Exercise = Please give the listing again, word for word, with nothing left out.

Pointing dataset excerpts =
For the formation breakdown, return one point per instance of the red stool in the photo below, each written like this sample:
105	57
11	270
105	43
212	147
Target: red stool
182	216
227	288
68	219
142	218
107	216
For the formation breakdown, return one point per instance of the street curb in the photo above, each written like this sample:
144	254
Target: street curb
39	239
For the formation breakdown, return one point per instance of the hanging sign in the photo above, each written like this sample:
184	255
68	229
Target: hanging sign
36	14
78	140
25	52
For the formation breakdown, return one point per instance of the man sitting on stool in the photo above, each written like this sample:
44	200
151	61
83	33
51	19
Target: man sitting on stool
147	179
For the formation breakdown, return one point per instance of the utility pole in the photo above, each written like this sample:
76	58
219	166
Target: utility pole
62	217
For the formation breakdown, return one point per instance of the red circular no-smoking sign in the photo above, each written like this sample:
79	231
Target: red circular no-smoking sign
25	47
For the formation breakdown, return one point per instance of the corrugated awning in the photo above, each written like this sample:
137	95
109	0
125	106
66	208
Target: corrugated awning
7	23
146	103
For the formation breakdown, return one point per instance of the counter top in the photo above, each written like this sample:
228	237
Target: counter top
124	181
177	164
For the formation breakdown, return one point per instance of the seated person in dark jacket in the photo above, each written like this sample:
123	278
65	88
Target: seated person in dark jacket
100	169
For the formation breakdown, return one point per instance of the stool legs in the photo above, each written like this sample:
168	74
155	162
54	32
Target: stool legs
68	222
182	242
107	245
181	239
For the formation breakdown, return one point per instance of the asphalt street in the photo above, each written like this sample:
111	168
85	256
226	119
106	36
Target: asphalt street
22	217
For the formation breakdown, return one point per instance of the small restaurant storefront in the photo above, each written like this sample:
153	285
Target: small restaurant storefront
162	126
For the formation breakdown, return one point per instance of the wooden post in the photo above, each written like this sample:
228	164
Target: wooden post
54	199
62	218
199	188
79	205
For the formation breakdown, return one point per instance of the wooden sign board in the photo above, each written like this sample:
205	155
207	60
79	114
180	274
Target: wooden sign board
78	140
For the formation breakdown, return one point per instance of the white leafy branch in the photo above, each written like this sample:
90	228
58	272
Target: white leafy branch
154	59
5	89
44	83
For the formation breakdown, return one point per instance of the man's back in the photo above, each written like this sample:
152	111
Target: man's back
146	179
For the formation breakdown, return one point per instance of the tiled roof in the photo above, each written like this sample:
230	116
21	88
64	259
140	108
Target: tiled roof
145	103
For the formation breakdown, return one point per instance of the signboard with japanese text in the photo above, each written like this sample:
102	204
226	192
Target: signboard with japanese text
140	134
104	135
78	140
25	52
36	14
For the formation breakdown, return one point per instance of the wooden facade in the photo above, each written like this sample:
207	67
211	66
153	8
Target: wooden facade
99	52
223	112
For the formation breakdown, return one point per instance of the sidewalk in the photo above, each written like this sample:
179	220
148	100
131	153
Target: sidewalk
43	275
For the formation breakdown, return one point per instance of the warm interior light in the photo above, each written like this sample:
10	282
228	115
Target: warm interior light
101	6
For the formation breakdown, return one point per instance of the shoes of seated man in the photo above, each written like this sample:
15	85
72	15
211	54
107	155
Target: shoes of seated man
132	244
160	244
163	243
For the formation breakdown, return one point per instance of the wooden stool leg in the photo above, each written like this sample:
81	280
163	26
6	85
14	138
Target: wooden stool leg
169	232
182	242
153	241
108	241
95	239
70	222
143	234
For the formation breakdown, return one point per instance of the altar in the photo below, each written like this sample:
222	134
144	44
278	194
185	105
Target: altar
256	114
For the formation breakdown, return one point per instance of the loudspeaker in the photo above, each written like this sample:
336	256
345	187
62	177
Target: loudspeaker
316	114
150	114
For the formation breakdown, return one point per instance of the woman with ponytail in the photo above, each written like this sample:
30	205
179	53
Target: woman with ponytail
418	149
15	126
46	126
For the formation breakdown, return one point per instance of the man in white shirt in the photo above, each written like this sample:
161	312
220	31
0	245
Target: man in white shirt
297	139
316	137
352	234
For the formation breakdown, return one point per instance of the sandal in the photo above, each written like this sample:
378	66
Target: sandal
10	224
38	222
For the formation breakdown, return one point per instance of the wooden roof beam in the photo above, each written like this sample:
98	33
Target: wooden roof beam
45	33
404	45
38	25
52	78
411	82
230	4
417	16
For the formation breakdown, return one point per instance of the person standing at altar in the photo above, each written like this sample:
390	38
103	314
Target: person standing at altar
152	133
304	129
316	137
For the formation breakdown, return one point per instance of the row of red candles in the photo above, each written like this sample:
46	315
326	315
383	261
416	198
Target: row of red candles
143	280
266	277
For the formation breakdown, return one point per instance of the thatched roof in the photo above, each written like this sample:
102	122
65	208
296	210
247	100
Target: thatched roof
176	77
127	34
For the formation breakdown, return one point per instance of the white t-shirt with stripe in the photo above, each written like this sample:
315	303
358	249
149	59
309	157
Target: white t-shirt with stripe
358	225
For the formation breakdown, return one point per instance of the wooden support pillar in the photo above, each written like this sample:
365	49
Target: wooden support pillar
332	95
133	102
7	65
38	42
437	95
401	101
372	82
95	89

Solved problem =
For the formation breakdown, return one point per instance of the red stool in the photo below, each written like this sample:
105	57
11	270
105	43
212	147
Target: red stool
182	216
227	288
68	219
142	218
107	216
For the formation breakdown, return one point per instance of the street curb in the photo above, each written like this sample:
144	254
Target: street curb
39	239
For the formation breakdown, return one point per instance of the hanging sign in the photo above, each written like this sample:
184	255
68	229
Target: hanging sign
36	14
78	140
25	52
For the formation breakdown, return one point per instance of the man sitting on stool in the photo above, each written like this sample:
44	200
151	61
83	33
51	19
Target: man sitting on stool
147	179
For the formation breakdown, return one point per instance of the utility pole in the photo above, each written like this sample:
76	58
219	166
Target: utility pole
62	217
For the formation breakdown, return one point per instance of the red circular no-smoking sign in the photo above, each written like this sample:
79	231
Target: red circular no-smoking sign
25	47
For the formation breakdown, return one point per instance of the corrugated awning in the photo above, each written like this sample:
137	95
109	0
125	106
66	208
Target: corrugated awning
7	23
146	103
For the formation breakdown, return one point per instance of the counter top in the photo above, each written like this sample:
228	237
Target: counter top
124	181
177	164
For the formation breakdown, return one point per instance of the seated person in dark jacket in the photo above, each written like this sample:
123	278
65	88
Target: seated person in dark jacket
100	169
For the formation breakdown, return one point per instance of the stool legs in the photo above, each written like this sample:
168	74
155	162
54	32
Target: stool legs
68	222
182	242
107	245
181	239
For the formation breakdown, return one point per instance of the asphalt street in the photo above, each written like this sample:
111	168
85	256
226	119
106	36
Target: asphalt street
22	217
For the formation breakdown, return one point per instance of the small restaurant storefront in the photo above, each written like this sample:
153	285
Target: small restaurant storefront
162	126
For the formation breakdown, return one point per instance of the wooden post in the photo above, each written like this sample:
228	164
Target: wooden post
54	199
62	218
199	188
79	205
For the formation breakdown, return one point per instance of the wooden sign board in the photo above, each written like this sample:
205	155
207	60
79	114
180	274
Target: wooden sign board
78	140
For the formation breakdown, return one point per instance of the white leafy branch in the photo above, each written like this sample:
90	228
58	272
Target: white leafy branch
154	59
5	89
44	83
For the formation breakdown, return one point per instance of the man's back in the photo above, each written like this sample:
152	111
Target: man's back
146	179
For the formation breakdown, return one point per instance of the tiled roof in the photo above, each written like this sample:
230	116
21	88
64	259
140	108
Target: tiled roof
145	103
For the formation breakdown, return one point per instance of the signboard with japanese text in the photo above, each written like this sample:
102	204
226	192
Target: signboard with japanese text
140	134
104	135
78	140
25	52
36	14
For the formation breakdown, return one point per instance of the wooden facade in the photo above, each written like this sample:
207	67
211	66
153	8
Target: wooden facade
99	52
223	112
For the formation breakdown, return one point per instance of the sidewalk in the photo above, each written like this sample:
179	220
148	100
131	153
Target: sidewalk
43	275
For the formation breakdown, return one point per instance of the warm interior light in the photo above, each written like this sample:
10	282
228	115
Target: warm interior light
101	6
For the formation breakdown, return one point per instance of the shoes of seated man in the photo above, each written like this sample:
15	85
72	15
211	54
107	155
Target: shoes of seated man
132	244
160	244
163	243
For the formation breakdown, return one point per instance of the wooden stool leg in the photo above, each written like this sample:
81	280
163	26
6	85
14	138
Target: wooden stool leg
169	232
182	242
153	241
108	241
95	239
70	222
143	234
For the formation breakdown, return one point per instance of the altar in the photo below, each written like this sample:
222	134
144	44
278	194
185	105
Target: altar
256	114
For the formation breakdown, return one point per instance of the loudspeaker in the photo above, each written like this sample:
336	256
345	187
62	177
Target: loudspeaker
316	114
150	114
For the formation breakdown, return one point per instance of the woman with ponytail in the photo above, each written like this sample:
30	205
179	53
Target: woman with ponytail
418	149
15	126
46	126
For the formation breakdown, return one point per instance of the man in white shirt in the photo above, each written like this sample:
161	312
220	31
0	245
Target: man in white shirt
297	139
316	137
352	234
For the formation breakdown, return one point per instance of the sandal in the photo above, each written like this sample:
378	66
Target: sandal
10	224
38	222
For the formation breakdown, return one point per instance of the wooden roof beam in the photo above, each written like this sample:
98	33
Target: wooden roof beam
45	33
404	45
38	25
52	78
411	82
230	4
417	16
For the formation breakdown, return one point per instance of the person standing at altar in the photo above, each written like this sample:
390	38
103	314
Target: person standing at altar
152	133
304	129
316	137
For the formation breakdown, return one point per instance of the row of red candles in the photo above, each written like this sample:
46	315
326	315
383	261
416	198
Target: row of red candles
143	280
266	277
For the formation breakdown, return one point per instance of the thatched roof in the photo above, each written like this sample:
102	122
65	208
296	210
247	100
Target: thatched roof
176	77
127	34
For the formation breakdown, return one point per instance of the white t-shirt with stripe in the photo above, each written like this sample:
315	303
358	249
149	59
309	157
Target: white t-shirt with stripe
358	225
For the formation breakdown, return one point per instance of the wooden support pillar in the photo above, each written like this sample:
365	49
Target: wooden support pillar
332	95
133	102
7	65
38	42
437	95
401	101
372	82
95	89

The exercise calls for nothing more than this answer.